Exercise objective:
The answer is every line in the data below that contains the word "item".

Data to process:
=== Begin Enclosure ===

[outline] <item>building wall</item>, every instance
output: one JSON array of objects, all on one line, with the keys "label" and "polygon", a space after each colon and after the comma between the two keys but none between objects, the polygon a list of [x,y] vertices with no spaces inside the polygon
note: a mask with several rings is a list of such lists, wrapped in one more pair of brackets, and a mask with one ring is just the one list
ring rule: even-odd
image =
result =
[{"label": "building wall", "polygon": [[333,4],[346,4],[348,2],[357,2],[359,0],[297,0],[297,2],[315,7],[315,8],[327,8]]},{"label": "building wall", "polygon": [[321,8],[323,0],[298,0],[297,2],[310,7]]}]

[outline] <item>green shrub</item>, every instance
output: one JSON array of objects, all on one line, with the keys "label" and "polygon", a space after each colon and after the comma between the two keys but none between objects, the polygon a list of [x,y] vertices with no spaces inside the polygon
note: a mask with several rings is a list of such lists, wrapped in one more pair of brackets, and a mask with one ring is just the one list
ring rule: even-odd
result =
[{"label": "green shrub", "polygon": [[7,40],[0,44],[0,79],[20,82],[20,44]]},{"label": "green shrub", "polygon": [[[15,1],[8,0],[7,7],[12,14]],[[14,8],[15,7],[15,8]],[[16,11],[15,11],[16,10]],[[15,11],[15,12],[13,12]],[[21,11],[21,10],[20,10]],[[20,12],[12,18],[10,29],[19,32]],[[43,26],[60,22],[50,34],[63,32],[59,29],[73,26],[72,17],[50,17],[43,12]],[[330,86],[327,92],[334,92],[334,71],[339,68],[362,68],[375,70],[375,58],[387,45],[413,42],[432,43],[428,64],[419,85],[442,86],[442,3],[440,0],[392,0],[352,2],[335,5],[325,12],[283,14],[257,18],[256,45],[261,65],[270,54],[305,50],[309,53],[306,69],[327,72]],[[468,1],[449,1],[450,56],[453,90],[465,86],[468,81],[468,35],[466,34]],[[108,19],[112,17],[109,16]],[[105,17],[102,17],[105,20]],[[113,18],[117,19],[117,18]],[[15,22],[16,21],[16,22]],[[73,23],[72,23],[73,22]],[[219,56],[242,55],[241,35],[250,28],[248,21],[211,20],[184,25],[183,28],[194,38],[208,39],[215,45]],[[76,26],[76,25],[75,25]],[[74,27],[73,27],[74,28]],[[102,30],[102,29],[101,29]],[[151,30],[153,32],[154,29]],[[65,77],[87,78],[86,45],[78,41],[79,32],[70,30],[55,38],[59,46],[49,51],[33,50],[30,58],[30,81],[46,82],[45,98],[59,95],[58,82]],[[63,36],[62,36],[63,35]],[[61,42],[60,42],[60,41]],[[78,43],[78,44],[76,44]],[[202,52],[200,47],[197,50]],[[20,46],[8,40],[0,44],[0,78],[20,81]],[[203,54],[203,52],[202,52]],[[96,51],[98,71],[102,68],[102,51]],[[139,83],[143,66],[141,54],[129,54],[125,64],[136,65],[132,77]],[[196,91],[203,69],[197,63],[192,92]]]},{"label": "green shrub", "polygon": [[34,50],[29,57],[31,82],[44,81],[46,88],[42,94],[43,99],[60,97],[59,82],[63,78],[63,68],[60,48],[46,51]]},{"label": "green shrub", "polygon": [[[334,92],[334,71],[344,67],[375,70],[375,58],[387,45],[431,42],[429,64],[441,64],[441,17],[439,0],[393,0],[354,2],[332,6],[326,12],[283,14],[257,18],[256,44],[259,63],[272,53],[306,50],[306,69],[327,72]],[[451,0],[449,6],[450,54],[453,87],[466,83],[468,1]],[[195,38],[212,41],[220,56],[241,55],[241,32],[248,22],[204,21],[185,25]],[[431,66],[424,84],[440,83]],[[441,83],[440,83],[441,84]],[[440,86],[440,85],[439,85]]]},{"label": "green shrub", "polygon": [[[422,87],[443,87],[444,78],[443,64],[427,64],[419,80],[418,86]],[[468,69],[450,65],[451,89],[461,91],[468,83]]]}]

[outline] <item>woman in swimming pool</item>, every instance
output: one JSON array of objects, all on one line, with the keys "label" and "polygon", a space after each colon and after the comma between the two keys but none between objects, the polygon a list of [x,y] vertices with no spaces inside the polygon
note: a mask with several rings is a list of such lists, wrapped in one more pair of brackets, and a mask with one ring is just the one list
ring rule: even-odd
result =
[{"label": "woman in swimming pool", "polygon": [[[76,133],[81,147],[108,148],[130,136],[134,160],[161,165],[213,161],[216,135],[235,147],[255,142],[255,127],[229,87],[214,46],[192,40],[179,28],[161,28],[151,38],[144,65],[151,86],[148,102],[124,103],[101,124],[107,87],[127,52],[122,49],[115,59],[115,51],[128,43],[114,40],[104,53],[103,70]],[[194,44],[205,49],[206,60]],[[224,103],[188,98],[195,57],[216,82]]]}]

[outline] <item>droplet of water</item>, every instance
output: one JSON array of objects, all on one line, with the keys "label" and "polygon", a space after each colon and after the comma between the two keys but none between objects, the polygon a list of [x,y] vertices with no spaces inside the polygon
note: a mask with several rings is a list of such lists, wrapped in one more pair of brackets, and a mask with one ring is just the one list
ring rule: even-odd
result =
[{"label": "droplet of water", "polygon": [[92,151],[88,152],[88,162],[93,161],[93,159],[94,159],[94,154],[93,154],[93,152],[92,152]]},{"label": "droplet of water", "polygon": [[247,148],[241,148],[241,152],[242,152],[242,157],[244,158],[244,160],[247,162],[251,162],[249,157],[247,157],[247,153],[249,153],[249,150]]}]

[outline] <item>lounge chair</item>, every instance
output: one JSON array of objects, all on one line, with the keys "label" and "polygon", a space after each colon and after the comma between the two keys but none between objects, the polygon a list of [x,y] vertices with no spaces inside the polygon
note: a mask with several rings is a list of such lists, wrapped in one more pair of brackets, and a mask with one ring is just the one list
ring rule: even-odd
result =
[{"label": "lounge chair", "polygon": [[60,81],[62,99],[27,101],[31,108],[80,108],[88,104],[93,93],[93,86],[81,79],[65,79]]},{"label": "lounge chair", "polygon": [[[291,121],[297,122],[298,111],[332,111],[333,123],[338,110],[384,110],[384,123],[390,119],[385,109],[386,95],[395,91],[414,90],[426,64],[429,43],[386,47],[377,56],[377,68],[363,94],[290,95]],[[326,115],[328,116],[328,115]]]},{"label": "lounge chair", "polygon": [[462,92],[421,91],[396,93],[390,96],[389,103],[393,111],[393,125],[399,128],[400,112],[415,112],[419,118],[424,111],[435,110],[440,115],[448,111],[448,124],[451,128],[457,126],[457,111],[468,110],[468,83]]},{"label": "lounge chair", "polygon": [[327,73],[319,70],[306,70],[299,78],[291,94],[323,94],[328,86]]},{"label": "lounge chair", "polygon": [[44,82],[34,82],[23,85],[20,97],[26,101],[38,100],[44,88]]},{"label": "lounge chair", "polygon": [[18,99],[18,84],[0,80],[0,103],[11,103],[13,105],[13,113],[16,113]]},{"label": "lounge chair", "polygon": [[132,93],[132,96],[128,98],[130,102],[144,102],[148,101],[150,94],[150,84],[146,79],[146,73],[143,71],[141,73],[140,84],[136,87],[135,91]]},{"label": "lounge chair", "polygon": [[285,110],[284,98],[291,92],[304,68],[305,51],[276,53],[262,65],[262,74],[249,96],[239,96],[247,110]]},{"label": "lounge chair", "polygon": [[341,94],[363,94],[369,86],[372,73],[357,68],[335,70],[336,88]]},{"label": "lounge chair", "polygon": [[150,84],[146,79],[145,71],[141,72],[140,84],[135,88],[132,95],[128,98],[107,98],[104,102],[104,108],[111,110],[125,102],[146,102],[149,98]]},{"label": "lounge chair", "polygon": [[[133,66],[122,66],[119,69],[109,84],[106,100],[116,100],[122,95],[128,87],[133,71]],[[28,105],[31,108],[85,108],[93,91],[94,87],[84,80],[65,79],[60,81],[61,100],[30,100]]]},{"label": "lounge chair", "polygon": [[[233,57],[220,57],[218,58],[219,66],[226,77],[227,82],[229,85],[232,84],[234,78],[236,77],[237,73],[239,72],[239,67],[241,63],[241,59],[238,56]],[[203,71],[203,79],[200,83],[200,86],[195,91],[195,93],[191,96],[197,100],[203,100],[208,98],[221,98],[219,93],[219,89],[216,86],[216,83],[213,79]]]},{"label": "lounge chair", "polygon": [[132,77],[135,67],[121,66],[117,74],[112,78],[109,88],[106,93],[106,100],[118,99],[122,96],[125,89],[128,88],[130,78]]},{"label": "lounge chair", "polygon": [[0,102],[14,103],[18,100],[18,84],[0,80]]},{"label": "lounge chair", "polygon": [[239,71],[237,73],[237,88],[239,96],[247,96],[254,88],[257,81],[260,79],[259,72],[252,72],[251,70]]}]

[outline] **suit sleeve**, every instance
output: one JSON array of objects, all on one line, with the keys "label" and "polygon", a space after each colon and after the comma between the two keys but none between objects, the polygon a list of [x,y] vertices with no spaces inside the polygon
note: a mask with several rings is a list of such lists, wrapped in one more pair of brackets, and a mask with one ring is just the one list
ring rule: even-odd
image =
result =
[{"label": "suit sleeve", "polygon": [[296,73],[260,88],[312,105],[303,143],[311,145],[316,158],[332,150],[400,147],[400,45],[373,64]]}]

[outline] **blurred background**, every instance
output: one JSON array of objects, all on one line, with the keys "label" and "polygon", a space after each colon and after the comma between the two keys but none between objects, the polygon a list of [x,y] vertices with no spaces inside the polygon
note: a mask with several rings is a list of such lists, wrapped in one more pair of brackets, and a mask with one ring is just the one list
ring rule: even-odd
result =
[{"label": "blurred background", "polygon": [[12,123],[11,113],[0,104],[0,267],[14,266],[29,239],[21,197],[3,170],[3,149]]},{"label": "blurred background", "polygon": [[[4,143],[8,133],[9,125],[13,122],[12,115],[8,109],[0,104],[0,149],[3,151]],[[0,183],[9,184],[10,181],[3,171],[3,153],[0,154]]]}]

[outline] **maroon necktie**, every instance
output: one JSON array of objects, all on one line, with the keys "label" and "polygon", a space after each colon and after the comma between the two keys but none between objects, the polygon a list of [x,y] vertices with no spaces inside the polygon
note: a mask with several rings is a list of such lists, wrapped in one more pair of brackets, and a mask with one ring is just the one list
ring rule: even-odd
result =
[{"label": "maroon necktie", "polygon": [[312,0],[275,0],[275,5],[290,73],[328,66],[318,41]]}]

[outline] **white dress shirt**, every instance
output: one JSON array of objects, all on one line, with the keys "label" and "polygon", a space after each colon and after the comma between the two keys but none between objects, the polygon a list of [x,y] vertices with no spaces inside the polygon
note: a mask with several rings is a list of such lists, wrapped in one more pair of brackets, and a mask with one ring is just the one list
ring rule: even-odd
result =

=== End Enclosure ===

Reply to the task:
[outline] <item>building wall</item>, every instance
[outline] <item>green shrub</item>, every instance
[outline] <item>woman in swimming pool</item>, every instance
[outline] <item>droplet of water</item>, every instance
[outline] <item>lounge chair</item>, every instance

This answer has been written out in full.